**YOUR TASK:**
Answer these questions from the passage on radiative forcing management.
(a) How many tonnes of optimally-implemented metallic screen does the passage say suffice to stabilize climate against worst-case greenhouse warming?
(b) Within what time frames do tropospheric particulates usually wash out?
(c) What does the passage call the more spectacular sunrises and sunsets and the bluer skies?

[TEXT UNDER STUDY Boundary: Start]

Finally, resonant scatterers of sunlight offer huge gains in mass efficiency – although much of this gain seems likely to be lost in ‘packaging’ these materials so that they’re at once harmless and unharmed in the photoreactive stratosphere.

Net, these novel materials appear to offer mass budgets a few-fold lower than the most interesting metallic scatterers but have operating costs comparable to dielectrics for the resulting radiative forcing management system.

Once again, this novel type of climate stabilization probably would be aimed at attenuating the near-UV solar spectrum, and thus would have economic costs were would be net-negative.

Most all of these atmospherically-deployed scatterers remain ‘locked’ into the air mass-parcels into which they are initially deployed and thus eventually descend from the stratosphere, mostly as a result of vertical transport in the polar vortices at high latitudes.

Once out of the stratosphere, they ‘rain out’ along with other tropospheric particulate material.

The quantities so deposited are tiny compared to natural particulate depositions, e.g., wind-lofted dust and volcanic aerosol.

The radiative forcing ‘magic’ results from the mid-stratospheric deployment of these optimally-formed scatterers.

Virtually no natural particulate – with the exception of a small fraction of explosive volcanic ejecta – ever ascends so high, and thus is atmosphere-resident for so very long or ‘works’ so hard in a radiative transport sense; tropospheric particulates usually ‘wash out’ within time-frames of a few days to a couple of weeks.

Even volcanic aerosol particulate typically is far too large to be mass-optimal, and also is loaded with chemical impurities which unfavorably impact stratospheric ozone levels; it’s of interest in the present discussion only as an undoubted proof-of-concept of the several different types of engineered-scatterer systems which we propose.

Finally, deployment of one or more metallic scattering screens so diaphanous as to be literally invisible to the human eye just inside of the interior Lagrange point of the Earth-Sun system and on the Earth-Sun axis represents the absolute optimum of all means known to us for insuring long-term climate stability, and is rather novel.

Barely 3,000 tonnes of optimally-implemented metallic screen suffices to stabilize climate against worst-case greenhouse warming through preferential scattering of near-IR solar radiation so that it just barely misses the Earth, and the same-sized screen in a slightly off-axis position could be used to prevent future Ice Ages, as well, by scattering ‘near-miss’ solar radiation back onto the Earth.

Exactly how to execute the deployment of such a long-term capital asset of the human race at the present time isn’t clear, however, and therefore its cost is indeterminate.


The foregoing considered, then, if you’re inclined to subscribe to the Rio Framework Convention’s directive that mitigation of global warming should be effected in the “lowest possible cost” manner – whether or not you believe that the Earth is indeed warming significantly above-and beyond natural rates, and whether or not you believe that human activities are largely responsible for such warming, and whether or not you believe that problems likely to have significant impacts only a century hence should be addressed with current technological ways-&-means rather than be deferred for obviating with more advanced means – then you will necessarily prefer active technical management of radiation forcing of the Earth to administrative management of greenhouse gas inputs to the Earth’s atmosphere, for the practical reasons sketched in the foregoing.

Indeed, if credit is properly taken for improved agricultural productivity resulting from increased CO2 and decreased solar UV fluxes – and human dermatological health benefits are likewise properly accounted for – we expect that the net economic “cost” of radiative forcing management will be seen to be extraordinarily negative, perhaps amounting to several hundred billions of dollars each year, worldwide, as suggested.

The more spectacular sunrises and sunsets and the bluer skies will be non-economic “collateral benefits.”

[TEXT UNDER STUDY Boundary: End]
[LISTED ENTRIES Boundary: Start]

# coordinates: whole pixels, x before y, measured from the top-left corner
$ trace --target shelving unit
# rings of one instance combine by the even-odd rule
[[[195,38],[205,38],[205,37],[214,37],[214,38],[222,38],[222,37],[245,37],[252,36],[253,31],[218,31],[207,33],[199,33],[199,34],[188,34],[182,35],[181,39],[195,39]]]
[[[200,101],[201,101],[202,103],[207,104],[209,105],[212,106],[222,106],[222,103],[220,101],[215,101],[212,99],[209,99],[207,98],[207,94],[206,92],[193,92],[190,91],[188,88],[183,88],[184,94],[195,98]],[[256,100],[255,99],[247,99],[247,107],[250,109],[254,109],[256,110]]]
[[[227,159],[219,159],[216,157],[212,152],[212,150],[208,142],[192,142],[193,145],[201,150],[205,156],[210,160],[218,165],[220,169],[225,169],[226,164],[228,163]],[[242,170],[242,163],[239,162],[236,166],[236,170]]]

[LISTED ENTRIES Boundary: End]
[LISTED ENTRIES Boundary: Start]

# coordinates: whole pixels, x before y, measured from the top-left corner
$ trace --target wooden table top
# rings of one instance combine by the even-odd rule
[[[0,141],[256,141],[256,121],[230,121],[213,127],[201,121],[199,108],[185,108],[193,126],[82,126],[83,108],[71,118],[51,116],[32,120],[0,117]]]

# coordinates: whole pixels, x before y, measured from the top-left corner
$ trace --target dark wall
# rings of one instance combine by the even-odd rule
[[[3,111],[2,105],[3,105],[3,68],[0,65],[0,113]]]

[LISTED ENTRIES Boundary: End]

**THE COMPLETED TASK:**
(a) Barely 3,000 tonnes.
(b) Within a few days to a couple of weeks.
(c) Non-economic "collateral benefits."